**WHAT IS ASKED**:
Change "cab roof" to "cabin roof" in the lines below, starting at the line that contains "Given the photo above, tell me whether any front fender" and ending after the line that contains "638;326;707;416". Give back only those lines, with everything else left the same.

________________

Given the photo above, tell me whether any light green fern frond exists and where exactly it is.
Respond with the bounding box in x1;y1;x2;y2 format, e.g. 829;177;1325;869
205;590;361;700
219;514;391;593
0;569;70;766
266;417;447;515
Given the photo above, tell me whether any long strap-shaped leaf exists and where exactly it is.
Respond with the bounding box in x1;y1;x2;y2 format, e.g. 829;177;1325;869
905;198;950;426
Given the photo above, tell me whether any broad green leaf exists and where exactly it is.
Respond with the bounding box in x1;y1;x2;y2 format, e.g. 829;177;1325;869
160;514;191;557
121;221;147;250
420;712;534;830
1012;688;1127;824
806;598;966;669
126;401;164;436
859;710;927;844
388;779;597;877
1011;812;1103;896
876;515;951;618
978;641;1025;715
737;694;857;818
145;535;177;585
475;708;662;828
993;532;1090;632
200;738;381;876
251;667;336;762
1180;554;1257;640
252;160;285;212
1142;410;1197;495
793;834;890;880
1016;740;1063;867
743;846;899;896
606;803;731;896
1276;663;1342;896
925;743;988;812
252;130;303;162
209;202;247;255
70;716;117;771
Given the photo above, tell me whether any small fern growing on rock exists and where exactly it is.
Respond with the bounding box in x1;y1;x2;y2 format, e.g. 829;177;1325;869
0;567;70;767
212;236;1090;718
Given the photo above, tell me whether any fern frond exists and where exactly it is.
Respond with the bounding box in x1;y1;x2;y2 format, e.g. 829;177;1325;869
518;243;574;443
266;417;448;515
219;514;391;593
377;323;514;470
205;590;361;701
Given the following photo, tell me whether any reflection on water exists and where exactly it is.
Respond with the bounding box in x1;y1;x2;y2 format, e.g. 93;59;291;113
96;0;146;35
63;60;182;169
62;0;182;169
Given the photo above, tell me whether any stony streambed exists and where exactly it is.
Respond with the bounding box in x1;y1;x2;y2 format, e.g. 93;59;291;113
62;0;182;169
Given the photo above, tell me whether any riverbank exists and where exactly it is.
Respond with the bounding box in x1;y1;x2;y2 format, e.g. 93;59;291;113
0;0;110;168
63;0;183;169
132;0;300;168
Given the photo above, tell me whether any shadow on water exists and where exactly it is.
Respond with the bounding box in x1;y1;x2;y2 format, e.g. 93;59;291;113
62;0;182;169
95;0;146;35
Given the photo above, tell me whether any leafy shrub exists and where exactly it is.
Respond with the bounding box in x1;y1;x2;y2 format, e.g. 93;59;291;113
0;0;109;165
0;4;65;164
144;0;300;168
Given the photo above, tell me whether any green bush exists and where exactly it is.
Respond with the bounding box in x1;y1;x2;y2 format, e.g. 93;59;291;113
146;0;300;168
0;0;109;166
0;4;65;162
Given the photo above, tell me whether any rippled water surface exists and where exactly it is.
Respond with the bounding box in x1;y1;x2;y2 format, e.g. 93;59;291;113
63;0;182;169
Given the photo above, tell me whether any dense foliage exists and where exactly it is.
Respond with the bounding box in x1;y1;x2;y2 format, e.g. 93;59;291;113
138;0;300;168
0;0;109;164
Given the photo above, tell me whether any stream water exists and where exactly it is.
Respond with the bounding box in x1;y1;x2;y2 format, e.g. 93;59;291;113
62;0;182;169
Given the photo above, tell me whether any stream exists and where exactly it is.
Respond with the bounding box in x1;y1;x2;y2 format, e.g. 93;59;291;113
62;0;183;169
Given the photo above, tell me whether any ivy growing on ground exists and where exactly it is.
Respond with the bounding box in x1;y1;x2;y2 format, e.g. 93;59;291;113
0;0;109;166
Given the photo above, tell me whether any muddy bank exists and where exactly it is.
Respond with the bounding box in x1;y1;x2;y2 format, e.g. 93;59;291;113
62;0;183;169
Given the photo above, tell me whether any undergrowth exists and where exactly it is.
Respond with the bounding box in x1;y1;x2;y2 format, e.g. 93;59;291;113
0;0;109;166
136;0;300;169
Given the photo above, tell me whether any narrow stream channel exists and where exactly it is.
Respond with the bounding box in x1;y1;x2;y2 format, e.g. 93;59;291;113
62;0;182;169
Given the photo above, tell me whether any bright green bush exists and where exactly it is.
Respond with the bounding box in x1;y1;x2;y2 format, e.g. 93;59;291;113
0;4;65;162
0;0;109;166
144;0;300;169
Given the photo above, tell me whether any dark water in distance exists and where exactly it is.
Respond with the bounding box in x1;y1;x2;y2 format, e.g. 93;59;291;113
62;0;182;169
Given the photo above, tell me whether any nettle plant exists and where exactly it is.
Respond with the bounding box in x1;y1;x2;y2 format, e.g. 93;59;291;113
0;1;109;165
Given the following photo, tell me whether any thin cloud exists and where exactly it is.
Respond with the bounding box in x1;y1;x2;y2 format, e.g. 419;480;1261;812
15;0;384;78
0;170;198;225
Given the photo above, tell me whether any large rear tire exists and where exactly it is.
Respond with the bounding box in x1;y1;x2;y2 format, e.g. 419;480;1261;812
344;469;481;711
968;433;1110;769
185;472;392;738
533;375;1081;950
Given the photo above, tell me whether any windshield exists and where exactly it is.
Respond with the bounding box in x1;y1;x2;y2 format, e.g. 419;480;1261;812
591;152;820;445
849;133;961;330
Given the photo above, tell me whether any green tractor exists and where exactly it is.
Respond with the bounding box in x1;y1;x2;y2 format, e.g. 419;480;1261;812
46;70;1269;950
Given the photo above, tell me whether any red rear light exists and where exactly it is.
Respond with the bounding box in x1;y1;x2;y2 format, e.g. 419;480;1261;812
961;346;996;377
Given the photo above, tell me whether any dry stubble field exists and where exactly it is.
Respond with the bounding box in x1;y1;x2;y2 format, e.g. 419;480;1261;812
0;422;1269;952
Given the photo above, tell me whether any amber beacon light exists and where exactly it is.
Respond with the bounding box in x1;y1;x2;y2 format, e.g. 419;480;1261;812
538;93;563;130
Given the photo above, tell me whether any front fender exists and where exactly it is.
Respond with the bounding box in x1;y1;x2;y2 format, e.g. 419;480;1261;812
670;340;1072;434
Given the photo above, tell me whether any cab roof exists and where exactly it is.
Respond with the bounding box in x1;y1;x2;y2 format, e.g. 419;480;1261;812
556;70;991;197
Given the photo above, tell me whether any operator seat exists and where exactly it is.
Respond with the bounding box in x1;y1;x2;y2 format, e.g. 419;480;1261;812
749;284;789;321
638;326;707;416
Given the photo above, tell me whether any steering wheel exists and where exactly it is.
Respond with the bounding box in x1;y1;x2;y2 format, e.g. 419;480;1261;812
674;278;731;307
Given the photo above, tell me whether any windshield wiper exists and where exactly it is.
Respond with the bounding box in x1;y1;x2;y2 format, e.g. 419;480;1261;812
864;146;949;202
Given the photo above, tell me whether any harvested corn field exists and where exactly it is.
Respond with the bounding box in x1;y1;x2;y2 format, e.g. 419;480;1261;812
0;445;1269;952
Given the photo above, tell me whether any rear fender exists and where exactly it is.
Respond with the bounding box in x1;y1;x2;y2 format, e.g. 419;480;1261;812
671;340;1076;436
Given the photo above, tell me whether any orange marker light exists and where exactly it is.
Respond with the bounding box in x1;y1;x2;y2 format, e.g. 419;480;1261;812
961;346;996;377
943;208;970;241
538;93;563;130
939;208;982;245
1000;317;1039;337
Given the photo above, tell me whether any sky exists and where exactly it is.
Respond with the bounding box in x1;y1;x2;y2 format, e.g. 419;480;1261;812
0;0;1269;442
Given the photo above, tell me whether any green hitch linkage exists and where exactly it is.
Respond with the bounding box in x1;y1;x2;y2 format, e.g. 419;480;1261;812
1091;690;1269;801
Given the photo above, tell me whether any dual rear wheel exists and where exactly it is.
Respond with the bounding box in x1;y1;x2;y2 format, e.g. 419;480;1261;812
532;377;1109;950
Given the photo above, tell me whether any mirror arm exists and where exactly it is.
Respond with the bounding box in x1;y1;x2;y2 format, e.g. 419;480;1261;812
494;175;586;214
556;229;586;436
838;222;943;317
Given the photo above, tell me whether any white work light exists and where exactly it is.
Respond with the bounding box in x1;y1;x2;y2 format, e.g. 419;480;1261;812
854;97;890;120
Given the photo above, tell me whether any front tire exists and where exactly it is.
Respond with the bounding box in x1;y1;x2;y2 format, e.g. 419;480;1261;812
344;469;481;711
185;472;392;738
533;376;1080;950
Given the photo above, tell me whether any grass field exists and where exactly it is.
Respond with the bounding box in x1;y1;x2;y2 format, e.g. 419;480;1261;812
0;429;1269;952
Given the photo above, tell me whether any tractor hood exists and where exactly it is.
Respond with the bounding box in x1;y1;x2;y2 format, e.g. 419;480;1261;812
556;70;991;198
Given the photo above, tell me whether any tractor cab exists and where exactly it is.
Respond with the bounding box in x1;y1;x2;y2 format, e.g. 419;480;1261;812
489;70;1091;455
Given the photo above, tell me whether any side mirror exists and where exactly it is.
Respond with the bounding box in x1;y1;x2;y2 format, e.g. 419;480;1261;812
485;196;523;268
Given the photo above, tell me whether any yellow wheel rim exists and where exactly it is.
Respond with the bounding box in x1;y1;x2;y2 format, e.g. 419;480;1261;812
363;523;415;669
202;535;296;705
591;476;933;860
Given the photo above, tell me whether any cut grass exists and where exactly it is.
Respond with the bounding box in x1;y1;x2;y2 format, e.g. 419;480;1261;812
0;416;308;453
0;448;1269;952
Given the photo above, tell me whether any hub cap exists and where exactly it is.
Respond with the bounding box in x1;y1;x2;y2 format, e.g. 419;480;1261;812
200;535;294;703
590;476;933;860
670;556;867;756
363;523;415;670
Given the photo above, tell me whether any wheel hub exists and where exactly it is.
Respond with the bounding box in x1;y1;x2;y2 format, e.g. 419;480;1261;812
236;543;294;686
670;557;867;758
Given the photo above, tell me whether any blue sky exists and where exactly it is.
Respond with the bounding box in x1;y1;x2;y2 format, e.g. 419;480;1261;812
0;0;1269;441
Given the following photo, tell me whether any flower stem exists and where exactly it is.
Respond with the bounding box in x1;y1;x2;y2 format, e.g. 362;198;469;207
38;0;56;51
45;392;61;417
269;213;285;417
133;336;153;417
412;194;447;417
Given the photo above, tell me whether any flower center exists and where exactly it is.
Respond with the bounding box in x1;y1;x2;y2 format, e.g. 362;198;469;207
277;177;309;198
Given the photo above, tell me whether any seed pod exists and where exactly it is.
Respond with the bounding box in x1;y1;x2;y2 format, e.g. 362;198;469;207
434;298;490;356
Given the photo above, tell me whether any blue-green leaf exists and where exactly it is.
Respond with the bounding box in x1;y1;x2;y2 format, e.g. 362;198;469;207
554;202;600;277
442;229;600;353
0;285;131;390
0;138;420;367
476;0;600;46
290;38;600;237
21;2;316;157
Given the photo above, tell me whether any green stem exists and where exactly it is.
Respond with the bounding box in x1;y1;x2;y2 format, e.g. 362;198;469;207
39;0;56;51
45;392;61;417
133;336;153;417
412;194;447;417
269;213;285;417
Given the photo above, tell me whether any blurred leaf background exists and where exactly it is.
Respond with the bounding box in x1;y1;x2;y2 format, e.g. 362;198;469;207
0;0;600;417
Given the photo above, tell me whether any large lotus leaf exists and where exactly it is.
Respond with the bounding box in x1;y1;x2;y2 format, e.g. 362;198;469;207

________________

**TASK RESULT**:
Given the photo above, tell me whether any front fender exists and where exactly it is.
Respond with the bounding box in x1;y1;x2;y2 format, e.g. 419;480;1261;812
670;340;1072;434
Given the photo above, tell me whether any cabin roof exists and where exactly it is.
Respond with the bounding box in x1;y1;x2;y2 format, e.g. 419;480;1261;812
556;70;991;197
Given the photo above, tell me whether any operator seat exists and where exactly it is.
Respond with the bounding box in x1;y1;x2;y2 format, e.g. 419;480;1261;812
749;284;789;321
638;326;707;416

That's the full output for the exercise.